[Excerpts of labeled region data]

%%

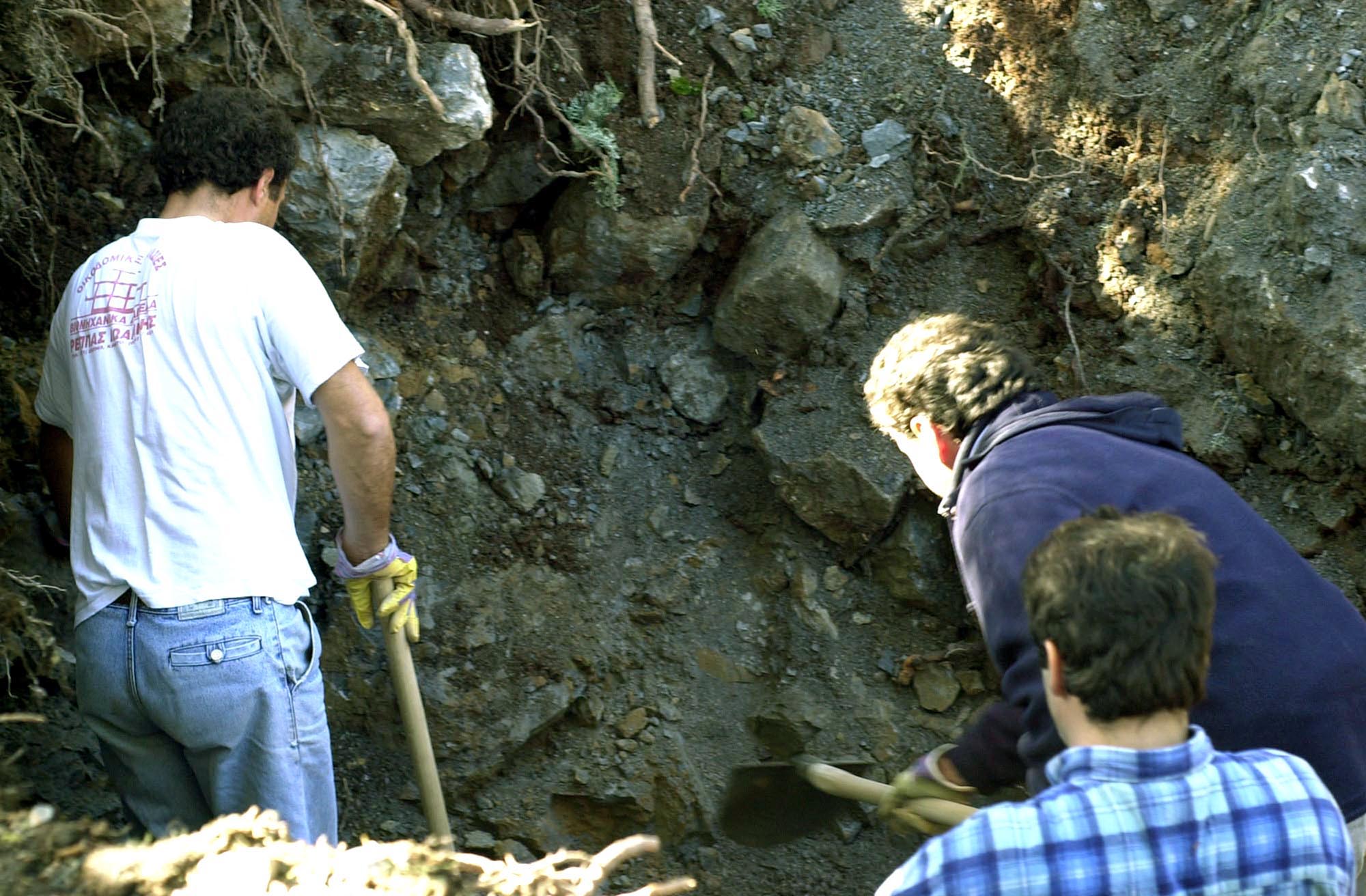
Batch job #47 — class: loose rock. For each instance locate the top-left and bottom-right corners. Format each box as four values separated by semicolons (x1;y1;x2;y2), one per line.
490;467;545;512
660;351;731;423
314;44;493;165
859;119;911;159
546;182;710;306
777;105;844;165
911;662;962;713
714;212;843;362
280;127;408;296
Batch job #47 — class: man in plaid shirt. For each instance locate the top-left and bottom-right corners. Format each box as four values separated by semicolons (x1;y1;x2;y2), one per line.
877;507;1355;896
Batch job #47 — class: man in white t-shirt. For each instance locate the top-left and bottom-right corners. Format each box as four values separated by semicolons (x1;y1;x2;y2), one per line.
36;89;417;843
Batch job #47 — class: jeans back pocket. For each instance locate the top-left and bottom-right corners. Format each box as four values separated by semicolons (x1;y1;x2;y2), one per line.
171;635;261;667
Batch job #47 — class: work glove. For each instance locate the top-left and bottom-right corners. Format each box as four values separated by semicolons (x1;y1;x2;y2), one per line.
332;533;418;643
877;743;977;835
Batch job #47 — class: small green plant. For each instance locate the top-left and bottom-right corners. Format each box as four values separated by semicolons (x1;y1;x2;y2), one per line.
754;0;787;22
564;78;626;209
669;76;702;97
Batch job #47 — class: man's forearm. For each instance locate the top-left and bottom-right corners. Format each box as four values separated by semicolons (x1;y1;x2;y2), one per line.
328;430;393;563
940;702;1024;794
313;365;393;563
38;423;75;538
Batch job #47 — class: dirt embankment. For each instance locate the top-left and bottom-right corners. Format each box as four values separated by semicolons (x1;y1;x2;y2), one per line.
0;0;1366;893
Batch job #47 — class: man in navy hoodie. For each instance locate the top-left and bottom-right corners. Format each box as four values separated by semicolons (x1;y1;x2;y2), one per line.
863;314;1366;880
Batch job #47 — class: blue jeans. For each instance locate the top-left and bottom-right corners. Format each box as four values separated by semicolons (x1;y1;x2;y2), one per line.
75;594;337;843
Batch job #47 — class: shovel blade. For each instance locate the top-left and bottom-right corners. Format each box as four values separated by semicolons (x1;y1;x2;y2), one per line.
717;762;867;847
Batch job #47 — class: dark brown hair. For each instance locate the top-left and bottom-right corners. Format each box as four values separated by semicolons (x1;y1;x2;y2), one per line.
863;314;1040;438
152;87;299;198
1020;507;1216;721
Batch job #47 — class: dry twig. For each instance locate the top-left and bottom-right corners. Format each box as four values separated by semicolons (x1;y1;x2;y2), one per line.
403;0;537;37
631;0;664;128
1157;124;1167;249
361;0;445;115
0;713;48;725
475;835;697;896
679;63;721;204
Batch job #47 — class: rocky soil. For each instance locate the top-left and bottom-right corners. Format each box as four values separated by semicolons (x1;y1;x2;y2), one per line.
0;0;1366;895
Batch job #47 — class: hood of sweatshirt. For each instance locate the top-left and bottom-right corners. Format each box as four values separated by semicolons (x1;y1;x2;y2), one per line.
940;392;1184;516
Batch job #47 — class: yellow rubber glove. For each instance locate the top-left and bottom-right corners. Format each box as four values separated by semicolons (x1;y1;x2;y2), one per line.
877;743;977;835
333;533;419;643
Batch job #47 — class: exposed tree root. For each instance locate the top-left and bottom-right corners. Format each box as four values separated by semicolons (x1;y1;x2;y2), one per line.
679;63;721;205
631;0;683;128
361;0;445;115
403;0;537;37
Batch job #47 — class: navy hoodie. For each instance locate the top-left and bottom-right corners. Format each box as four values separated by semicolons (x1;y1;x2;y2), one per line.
943;392;1366;820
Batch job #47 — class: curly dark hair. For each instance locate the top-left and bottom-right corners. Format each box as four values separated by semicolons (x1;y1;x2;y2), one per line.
153;87;299;198
1020;507;1216;721
863;314;1040;438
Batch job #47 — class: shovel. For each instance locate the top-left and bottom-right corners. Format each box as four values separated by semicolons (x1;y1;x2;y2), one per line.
370;579;451;845
720;755;977;847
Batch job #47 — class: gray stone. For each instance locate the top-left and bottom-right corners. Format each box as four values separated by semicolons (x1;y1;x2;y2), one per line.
470;138;555;212
1305;246;1333;280
811;178;910;234
503;231;545;299
490;467;545;514
714;212;843;362
697;7;725;31
464;830;497;850
859;119;911;158
313;44;493;165
280;127;408;291
1147;0;1184;22
660;351;731;423
706;31;754;82
731;29;759;53
753;369;910;548
911;662;963;713
869;497;967;624
777;105;844;165
546;182;709;307
508;309;593;384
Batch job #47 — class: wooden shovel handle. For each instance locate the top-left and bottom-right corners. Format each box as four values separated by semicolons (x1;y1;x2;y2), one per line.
800;762;977;826
370;579;451;844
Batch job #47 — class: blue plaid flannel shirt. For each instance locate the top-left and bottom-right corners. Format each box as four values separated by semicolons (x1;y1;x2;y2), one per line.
877;725;1356;896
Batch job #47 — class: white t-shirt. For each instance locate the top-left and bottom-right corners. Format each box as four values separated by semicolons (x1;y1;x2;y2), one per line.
36;217;362;624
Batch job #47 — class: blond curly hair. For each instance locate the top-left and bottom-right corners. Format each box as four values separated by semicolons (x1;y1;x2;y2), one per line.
863;314;1040;438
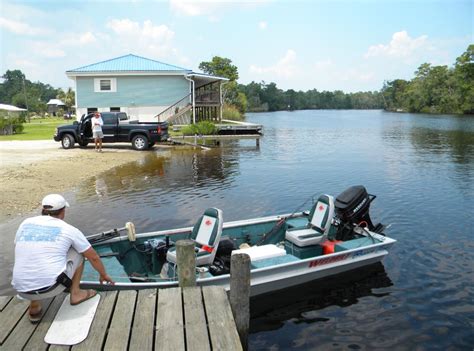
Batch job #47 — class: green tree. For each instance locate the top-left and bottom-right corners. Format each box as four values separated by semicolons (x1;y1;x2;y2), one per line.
199;56;247;113
454;44;474;114
56;88;76;112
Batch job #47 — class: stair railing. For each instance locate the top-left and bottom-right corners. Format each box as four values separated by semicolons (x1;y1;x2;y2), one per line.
155;93;191;122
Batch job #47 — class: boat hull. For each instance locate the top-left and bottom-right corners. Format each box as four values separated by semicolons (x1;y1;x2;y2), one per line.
82;227;396;296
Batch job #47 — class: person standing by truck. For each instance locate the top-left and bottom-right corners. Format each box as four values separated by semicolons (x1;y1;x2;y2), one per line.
91;112;104;152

%%

Repeat every one of the records above word for word, leaving out the pictures.

_EXPECTED ANSWER_
Batch job #47 — class: loose rock. For each instance locate the top-left and bottom-right corners. Format each box as four values separated by semicolons (x1;y1;x2;y2), one per line.
490;467;545;512
660;351;731;423
314;44;493;165
859;119;911;159
546;182;710;306
777;105;844;165
911;662;962;713
714;212;843;362
280;127;408;296
Batch job #47 — class: man in plaid shirt. For each instance locate the top-left and bottom-right corners. Format each box as four values separated by semicolons (x1;y1;x2;y2), one per line.
877;507;1355;896
Batch job #47 — class: man in white t-shirt. For each instance locate the top-left and bottom-right corners. Format each box as four values separated by semicolons (x1;y1;x2;y2), one per line.
36;89;417;843
Batch job #47 — class: jeans back pocket. For each instance locate the top-left and bottom-right corners. Format each box as four values separated by semicolons (x1;y1;x2;y2), one per line.
171;635;261;667
Batch job #47 — class: work glove. For each instance locate the top-left and bottom-right corners. Format each box as four values separated by semicolons (x1;y1;x2;y2), one per line.
332;533;418;643
877;743;977;835
Batch job #47 — class: small green plant. For each instance locate the top-left and bottom-right corners. Format each box as four values separated by semicolons (x1;y1;x2;y2), one per line.
754;0;787;22
564;78;626;209
669;76;702;97
Batch job #47 — class: man's forearm. For each instance locate the top-left and bottom-right corners. Format each box as four values separated by semicolons (x1;y1;x2;y2), one per line.
328;430;393;563
940;702;1024;794
313;365;393;563
38;423;75;538
Batch job #47 — class: dirt embankment. For each instance locate the top-left and bottom-right corners. Format each box as four values separated by semicolons (x1;y1;x2;y2), one per line.
0;0;1366;893
Batch job #47 — class: man in navy hoodie. For each instance locate the top-left and bottom-right corners. Format each box as four values separated by semicolons (x1;y1;x2;y2), one per line.
863;314;1366;880
Batch job #47 — class: blue jeans. For each instance locate the top-left and bottom-right corners. Format each box as four values separated by semicolons (x1;y1;x2;y2), one per line.
75;594;337;843
Batch job #47 — class: shovel blade. For each instance locate the top-left and bottom-right corners. Format each box as four values separated by semicolons (x1;y1;x2;y2), one per line.
717;762;867;847
Batch job #47 — class: dark brown hair. For each instance locate the top-left and bottom-right corners. Format each box as four values separated by semicolons (x1;y1;x2;y2), one per line.
863;314;1040;438
152;87;299;198
1020;507;1216;721
Batch job #47 — class: dry twig. For each instance locate the top-left and bottom-right corners. Format each box as four values separated by semicolons (x1;y1;x2;y2), one per line.
403;0;537;37
631;0;664;128
1157;124;1167;249
361;0;445;115
0;713;48;725
475;835;697;896
679;63;721;204
Batch job #47 — class: rocky soil. For each instance locate the top-left and bottom-right corners. Format each box as four values separated by semicolons (x1;y1;x2;y2), one per line.
0;0;1366;895
Batch job #47 — class: hood of sweatshirt. For each instance locate the top-left and bottom-right corners. Format each box as four values separated by semicolons (x1;y1;x2;y2), one per line.
940;392;1184;516
Batch job #47 — class: yellow rubber glove. For each instance locate the top-left and bottom-right corners. Format each box as four values separated by semicolons (x1;y1;x2;y2), one per line.
877;743;977;835
333;533;419;643
Batch job #47 — class: exposed tree root. For each instance locate the top-left and bottom-right corners. Format each box as four values separated by semicolons (x1;y1;x2;y2), one per line.
679;63;721;205
631;0;683;128
361;0;445;115
403;0;537;37
Batch job #47 — class: navy hoodie. For each instance locate the top-left and bottom-right corners. Format each box as four values separated by semicolons (x1;y1;x2;y2), one per line.
943;392;1366;820
Batch job #47 — class: curly dark hair. For each instance locate the top-left and bottom-right corners. Format each box as four values separated by semicolons (x1;y1;x2;y2), one per line.
153;87;299;198
1020;507;1216;721
863;314;1040;438
Batch job #47 — class: shovel. For each instance locate the top-left and bottom-right corners. Format each box as four values separated by semicolons (x1;y1;x2;y2), one per line.
370;579;451;845
720;755;977;847
Batch job #47 — class: gray stone. For each instance locate the top-left and bottom-right corners. Format each box as four values separated by semicolons (x1;y1;x2;y2), one per line.
470;138;555;212
1305;246;1333;280
811;178;910;234
503;231;545;299
490;467;545;514
714;212;843;362
697;7;725;31
464;830;497;850
859;119;911;158
313;44;493;165
280;127;408;291
1147;0;1184;22
660;351;731;423
706;31;754;82
731;29;759;53
753;369;910;548
911;662;963;713
869;497;967;624
777;105;844;165
546;182;709;307
508;309;593;384
Batch job #47 — class: wooden shovel handle. For each instance locate the top-left and bottom-right corners. Format each box as four values separated by semicolons (x1;y1;x2;y2), one per line.
800;762;977;826
370;579;451;844
Batch job #47 — class: blue plaid flannel shirt. For each instance locate the top-left and bottom-right corners. Format each box as four values separated by semicolons (x1;y1;x2;y2), one per line.
877;725;1356;896
Batch job #47 — class: white t-shirt. For each instance locate the top-left and bottom-right corners. Format each box as four values separated by semicolons (x1;y1;x2;y2), one per line.
36;217;362;624
Batch job #47 — class: blond curly hair. For each instance locate the top-left and bottom-right corners. Format each box as four values separated by semicolons (x1;y1;x2;y2), one per line.
863;314;1040;438
Batch job #47 — class: green tree. For each instance locate the top-left and bottom-right corners. Format each box as four values separated by semicolons (x1;y1;x2;y2), one per line.
199;56;247;113
454;44;474;114
56;88;76;112
Batch job #47 — class: stair railing. For each instance locate the top-left and bottom-right corners. Format each box as four values separated by semicolons (x1;y1;x2;y2), one per line.
155;93;191;122
Batch job #47 — class: boat hull. For each instance locate the top-left and bottom-right corners. Format each box as four values separated by semicolons (x1;y1;x2;y2), one per line.
82;227;396;296
Batch job #47 — class: person standing by truck. For each instance locate the top-left and bottom-right corners. Format each box as four values separated by semicolons (x1;y1;x2;y2), one per line.
91;112;104;152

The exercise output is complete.